<<<<

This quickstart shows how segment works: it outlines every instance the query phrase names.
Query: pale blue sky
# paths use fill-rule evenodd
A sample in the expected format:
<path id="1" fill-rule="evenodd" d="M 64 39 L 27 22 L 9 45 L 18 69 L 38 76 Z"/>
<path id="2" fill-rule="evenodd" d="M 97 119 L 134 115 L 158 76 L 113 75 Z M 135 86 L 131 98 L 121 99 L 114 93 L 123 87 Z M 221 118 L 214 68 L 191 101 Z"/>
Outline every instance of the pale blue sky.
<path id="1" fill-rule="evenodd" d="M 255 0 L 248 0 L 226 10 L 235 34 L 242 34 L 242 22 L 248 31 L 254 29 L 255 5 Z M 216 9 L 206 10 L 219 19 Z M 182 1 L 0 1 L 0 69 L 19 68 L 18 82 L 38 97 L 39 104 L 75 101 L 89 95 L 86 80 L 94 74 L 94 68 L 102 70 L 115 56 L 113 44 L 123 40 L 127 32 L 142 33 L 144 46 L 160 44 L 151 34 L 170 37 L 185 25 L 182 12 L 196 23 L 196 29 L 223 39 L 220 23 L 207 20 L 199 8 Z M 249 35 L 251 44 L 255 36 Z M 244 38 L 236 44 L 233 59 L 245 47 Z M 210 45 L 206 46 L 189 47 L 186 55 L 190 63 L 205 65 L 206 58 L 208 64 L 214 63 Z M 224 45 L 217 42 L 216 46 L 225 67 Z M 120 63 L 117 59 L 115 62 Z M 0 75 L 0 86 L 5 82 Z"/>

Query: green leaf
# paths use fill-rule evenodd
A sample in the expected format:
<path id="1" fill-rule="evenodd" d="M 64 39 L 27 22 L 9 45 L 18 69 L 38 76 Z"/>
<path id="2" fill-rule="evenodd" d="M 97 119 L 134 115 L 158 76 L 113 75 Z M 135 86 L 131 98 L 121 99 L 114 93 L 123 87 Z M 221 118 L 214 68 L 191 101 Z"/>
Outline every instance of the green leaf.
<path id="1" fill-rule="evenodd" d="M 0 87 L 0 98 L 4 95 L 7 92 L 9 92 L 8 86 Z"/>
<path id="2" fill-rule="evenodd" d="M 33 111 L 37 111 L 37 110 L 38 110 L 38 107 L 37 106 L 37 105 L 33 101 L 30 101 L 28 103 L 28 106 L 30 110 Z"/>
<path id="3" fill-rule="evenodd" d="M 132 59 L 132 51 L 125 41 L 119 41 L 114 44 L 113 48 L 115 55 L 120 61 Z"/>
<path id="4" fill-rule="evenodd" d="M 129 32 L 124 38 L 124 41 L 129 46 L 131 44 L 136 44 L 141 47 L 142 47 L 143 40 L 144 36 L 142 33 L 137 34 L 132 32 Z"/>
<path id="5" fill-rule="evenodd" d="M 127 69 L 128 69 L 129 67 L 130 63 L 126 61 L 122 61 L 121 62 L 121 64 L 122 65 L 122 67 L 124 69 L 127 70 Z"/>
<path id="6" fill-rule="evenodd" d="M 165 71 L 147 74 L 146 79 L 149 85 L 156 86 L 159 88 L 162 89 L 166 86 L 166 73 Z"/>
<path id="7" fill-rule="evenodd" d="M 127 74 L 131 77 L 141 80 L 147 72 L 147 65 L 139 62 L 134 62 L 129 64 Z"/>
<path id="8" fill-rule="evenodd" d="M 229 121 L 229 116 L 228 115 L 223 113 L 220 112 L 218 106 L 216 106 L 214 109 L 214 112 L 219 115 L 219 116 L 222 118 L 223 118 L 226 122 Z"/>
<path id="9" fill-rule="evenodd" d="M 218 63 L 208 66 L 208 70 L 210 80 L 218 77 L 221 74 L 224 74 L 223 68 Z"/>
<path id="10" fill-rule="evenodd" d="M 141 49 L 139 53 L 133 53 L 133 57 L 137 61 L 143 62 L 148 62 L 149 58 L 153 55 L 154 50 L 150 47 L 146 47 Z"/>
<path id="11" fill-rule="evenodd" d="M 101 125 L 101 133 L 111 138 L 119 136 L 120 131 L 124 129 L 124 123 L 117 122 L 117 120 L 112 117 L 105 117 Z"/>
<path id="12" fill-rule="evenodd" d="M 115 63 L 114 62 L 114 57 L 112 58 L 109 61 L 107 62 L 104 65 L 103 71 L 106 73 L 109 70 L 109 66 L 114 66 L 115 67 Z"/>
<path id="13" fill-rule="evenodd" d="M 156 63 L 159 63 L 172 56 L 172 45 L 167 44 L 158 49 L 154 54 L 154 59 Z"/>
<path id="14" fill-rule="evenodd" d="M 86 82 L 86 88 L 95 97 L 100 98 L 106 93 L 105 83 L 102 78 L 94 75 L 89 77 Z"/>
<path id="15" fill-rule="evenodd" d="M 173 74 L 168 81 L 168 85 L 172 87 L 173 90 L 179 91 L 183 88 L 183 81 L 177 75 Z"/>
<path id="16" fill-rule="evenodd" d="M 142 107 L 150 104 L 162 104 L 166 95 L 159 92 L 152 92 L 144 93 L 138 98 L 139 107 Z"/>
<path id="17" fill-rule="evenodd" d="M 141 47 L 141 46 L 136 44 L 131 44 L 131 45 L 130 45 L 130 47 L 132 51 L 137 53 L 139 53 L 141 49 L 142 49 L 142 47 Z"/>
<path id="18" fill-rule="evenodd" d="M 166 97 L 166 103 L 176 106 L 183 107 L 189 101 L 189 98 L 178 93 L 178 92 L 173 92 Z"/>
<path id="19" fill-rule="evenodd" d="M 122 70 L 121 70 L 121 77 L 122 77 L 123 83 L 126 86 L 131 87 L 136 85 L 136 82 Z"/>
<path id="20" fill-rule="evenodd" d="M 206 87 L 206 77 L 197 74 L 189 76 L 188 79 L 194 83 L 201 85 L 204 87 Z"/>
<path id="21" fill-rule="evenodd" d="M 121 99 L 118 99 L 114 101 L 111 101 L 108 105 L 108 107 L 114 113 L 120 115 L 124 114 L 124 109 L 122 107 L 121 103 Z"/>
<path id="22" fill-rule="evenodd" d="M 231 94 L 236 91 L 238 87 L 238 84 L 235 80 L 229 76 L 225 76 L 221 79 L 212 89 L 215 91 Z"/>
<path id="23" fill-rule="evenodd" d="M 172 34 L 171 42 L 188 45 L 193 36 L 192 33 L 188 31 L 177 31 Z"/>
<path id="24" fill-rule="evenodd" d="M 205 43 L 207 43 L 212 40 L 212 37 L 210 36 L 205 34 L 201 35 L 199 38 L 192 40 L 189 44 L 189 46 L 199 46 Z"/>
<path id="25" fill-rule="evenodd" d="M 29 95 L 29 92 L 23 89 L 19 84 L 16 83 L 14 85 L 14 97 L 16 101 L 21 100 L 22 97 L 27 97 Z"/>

>>>>

**DIRECTIONS**: Reproduce all of the records above without any change.

**EXERCISE RESULT**:
This quickstart shows how segment works: it outlines every instance the query phrase names.
Query: pale blue sky
# paths use fill-rule evenodd
A sample in the expected format:
<path id="1" fill-rule="evenodd" d="M 64 39 L 27 22 L 9 45 L 18 69 L 38 76 Z"/>
<path id="2" fill-rule="evenodd" d="M 97 119 L 134 115 L 158 76 L 113 75 Z M 135 86 L 131 98 L 121 99 L 114 93 L 123 87 Z M 221 118 L 214 68 L 191 101 Z"/>
Outline every instance of the pale blue sky.
<path id="1" fill-rule="evenodd" d="M 255 0 L 248 0 L 226 10 L 235 34 L 242 34 L 242 22 L 248 31 L 254 29 L 255 5 Z M 216 9 L 206 10 L 219 19 Z M 182 1 L 0 1 L 0 69 L 19 68 L 18 82 L 38 97 L 39 104 L 75 101 L 89 95 L 86 80 L 94 74 L 94 68 L 102 70 L 115 56 L 113 44 L 123 40 L 127 32 L 142 33 L 144 46 L 160 44 L 151 34 L 170 37 L 185 25 L 182 12 L 196 23 L 196 29 L 223 39 L 220 23 L 207 20 L 199 8 Z M 249 35 L 251 44 L 255 36 Z M 244 38 L 236 44 L 233 59 L 245 47 Z M 210 45 L 206 46 L 189 47 L 186 55 L 190 63 L 205 65 L 206 58 L 208 64 L 214 63 Z M 224 45 L 217 42 L 216 46 L 225 67 Z M 120 63 L 117 59 L 115 62 Z M 0 75 L 0 86 L 5 82 Z"/>

Query: green leaf
# paths use fill-rule evenodd
A sample in the expected format:
<path id="1" fill-rule="evenodd" d="M 64 39 L 27 22 L 9 45 L 18 69 L 38 76 Z"/>
<path id="2" fill-rule="evenodd" d="M 97 119 L 134 115 L 158 76 L 113 75 Z M 135 86 L 131 98 L 121 99 L 114 93 L 123 87 Z M 221 118 L 214 68 L 191 101 Z"/>
Outline every instance of the green leaf.
<path id="1" fill-rule="evenodd" d="M 0 87 L 0 98 L 4 95 L 7 92 L 9 92 L 8 86 Z"/>
<path id="2" fill-rule="evenodd" d="M 33 111 L 37 111 L 37 110 L 38 110 L 38 107 L 37 106 L 37 105 L 33 101 L 30 101 L 28 103 L 28 106 L 30 110 Z"/>
<path id="3" fill-rule="evenodd" d="M 132 59 L 132 51 L 125 41 L 119 41 L 114 44 L 113 48 L 115 55 L 120 61 Z"/>
<path id="4" fill-rule="evenodd" d="M 129 32 L 124 38 L 124 41 L 129 46 L 131 44 L 136 44 L 141 47 L 142 47 L 143 40 L 144 36 L 142 33 L 137 34 L 132 32 Z"/>
<path id="5" fill-rule="evenodd" d="M 127 69 L 128 69 L 129 67 L 130 63 L 126 61 L 122 61 L 121 62 L 121 64 L 122 65 L 122 67 L 124 69 L 127 70 Z"/>
<path id="6" fill-rule="evenodd" d="M 165 71 L 147 74 L 146 79 L 149 85 L 156 86 L 159 88 L 162 89 L 166 86 L 166 73 Z"/>
<path id="7" fill-rule="evenodd" d="M 127 74 L 131 77 L 141 80 L 147 72 L 147 65 L 139 62 L 134 62 L 129 64 Z"/>
<path id="8" fill-rule="evenodd" d="M 229 121 L 229 116 L 228 115 L 223 113 L 220 112 L 218 106 L 216 106 L 214 109 L 214 112 L 219 115 L 219 116 L 222 118 L 223 118 L 226 122 Z"/>
<path id="9" fill-rule="evenodd" d="M 218 63 L 208 66 L 208 70 L 210 80 L 218 77 L 221 74 L 224 74 L 223 68 Z"/>
<path id="10" fill-rule="evenodd" d="M 141 49 L 139 53 L 133 53 L 133 57 L 137 61 L 143 62 L 148 62 L 149 58 L 153 55 L 154 50 L 150 47 L 146 47 Z"/>
<path id="11" fill-rule="evenodd" d="M 101 125 L 101 133 L 111 138 L 119 136 L 120 131 L 124 129 L 124 123 L 117 122 L 117 120 L 112 117 L 105 117 Z"/>
<path id="12" fill-rule="evenodd" d="M 115 63 L 114 62 L 114 57 L 112 58 L 109 61 L 107 62 L 104 65 L 103 71 L 106 73 L 109 70 L 109 66 L 114 66 L 115 67 Z"/>
<path id="13" fill-rule="evenodd" d="M 156 63 L 159 63 L 172 56 L 172 45 L 167 44 L 158 49 L 154 54 L 154 59 Z"/>
<path id="14" fill-rule="evenodd" d="M 86 82 L 86 88 L 95 97 L 100 98 L 106 93 L 105 83 L 102 78 L 94 75 L 89 77 Z"/>
<path id="15" fill-rule="evenodd" d="M 173 74 L 168 81 L 168 85 L 172 87 L 173 90 L 179 91 L 183 88 L 183 81 L 177 75 Z"/>
<path id="16" fill-rule="evenodd" d="M 142 107 L 150 104 L 162 104 L 166 95 L 159 92 L 152 92 L 144 93 L 138 98 L 139 107 Z"/>
<path id="17" fill-rule="evenodd" d="M 141 47 L 141 46 L 136 44 L 131 44 L 131 45 L 130 45 L 130 47 L 132 51 L 137 53 L 139 53 L 141 49 L 142 49 L 142 47 Z"/>
<path id="18" fill-rule="evenodd" d="M 166 97 L 166 103 L 176 106 L 183 107 L 189 101 L 189 98 L 178 93 L 178 92 L 173 92 Z"/>
<path id="19" fill-rule="evenodd" d="M 122 70 L 121 70 L 121 77 L 122 77 L 123 83 L 126 86 L 131 87 L 136 85 L 136 82 Z"/>
<path id="20" fill-rule="evenodd" d="M 206 87 L 206 77 L 197 74 L 189 76 L 188 79 L 194 83 L 201 85 L 204 87 Z"/>
<path id="21" fill-rule="evenodd" d="M 121 99 L 118 99 L 114 101 L 111 101 L 108 105 L 108 107 L 114 113 L 120 115 L 124 114 L 124 109 L 122 107 L 121 103 Z"/>
<path id="22" fill-rule="evenodd" d="M 231 94 L 236 91 L 238 87 L 238 84 L 235 80 L 229 76 L 225 76 L 221 79 L 212 89 L 215 91 Z"/>
<path id="23" fill-rule="evenodd" d="M 172 34 L 171 42 L 188 45 L 193 36 L 192 33 L 188 31 L 177 31 Z"/>
<path id="24" fill-rule="evenodd" d="M 205 43 L 207 43 L 212 40 L 212 37 L 210 36 L 205 34 L 201 35 L 199 38 L 192 40 L 189 44 L 189 46 L 199 46 Z"/>
<path id="25" fill-rule="evenodd" d="M 29 95 L 29 92 L 23 89 L 19 84 L 16 83 L 14 85 L 14 97 L 16 101 L 21 100 L 22 97 L 27 97 Z"/>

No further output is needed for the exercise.